**Work to complete**:
Continue the forum thread about the buttonbanger.com site going offline, picking up after its final post.

**Document segment**:
────────────────
# buttonbanger.com



## pyroandy (Oct 22, 2019)

Anyone else notice that the website seems to be gone? http://buttonbanger.com


----------



## scary rick (Dec 6, 2008)

I checked as well and seems to be gone.


----------



## corey872 (Jan 10, 2010)

Main page seems to be down but a lot of the downloads seem to still be up [as of writing this].

http://buttonbanger.com/downloads/fourbanger_parts.pdf
http://buttonbanger.com/downloads/octobanger/octobanger_example_build.pdf
http://buttonbanger.com/downloads/catalex_file_query.pdf
http://buttonbanger.com/images/brightsign/BrightAuthor_UserGuide_2.3.pdf

etc....

https://duckduckgo.com/?q=download+site:buttonbanger.com


----------



## DarkOne (Oct 16, 2012)

Luckily it's still available on the Wayback machine!

https://web.archive.org/web/20190409104652/http://buttonbanger.com/

Should probably download the stuff you need!


----------



## FS3 (Nov 5, 2012)

Thanks for these links!!


----------



## FS3 (Nov 5, 2012)

Any Idea on where to get the Octobanger software?


----------



## pyroandy (Oct 22, 2019)

FS3 said:


> Any Idea on where to get the Octobanger software?


From the web site archive in the Wayback Machine link.


----------



## pyroandy (Oct 22, 2019)

Here is a link to a list of the URLs for the site. https://web.archive.org/web/*/buttonbanger.com/*


----------



## Nanorrock46 (Jan 17, 2017)

on the wayback...I found it here and downloaded it.

If it disappears let me know and I can share it. I have both the 4 and the 8 software and manuals that I downloaded from the wayback....
────────────────
**Source data**:
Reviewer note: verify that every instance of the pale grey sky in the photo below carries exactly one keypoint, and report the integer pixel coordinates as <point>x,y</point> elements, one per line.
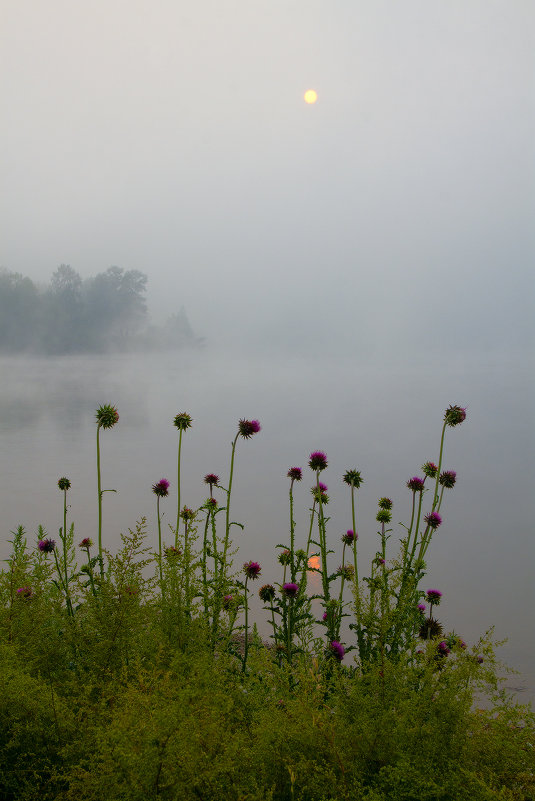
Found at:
────────────────
**Result for this task**:
----------



## BJS (Jun 28, 2015)

Oh man. I have used everything on his site and even combined a few. I hope Mike is OK.


----------



## Batbuddy (Sep 3, 2014)

I still have his personal email from years ago so I sent him a message I'll see what he says and let you know...


----------



## pyroandy (Oct 22, 2019)

Yes, I hope he is OK too, but his last post in the forums was like a year ago.


----------



## neverhart (Sep 5, 2011)

Based on the timing of the site going down, I’m imagining he was getting a LOT of requests for help with the software/plans he helpfully provided for free and just wanted some peace. ;-)


----------



## pyroandy (Oct 22, 2019)

I hope that's all it is and someone else picks up this project for the future.


----------



## Batbuddy (Sep 3, 2014)

FYI button banger is back online. I suspect it was just a temporary issue and Mike was inundated with requests or something else that took it down for a bit.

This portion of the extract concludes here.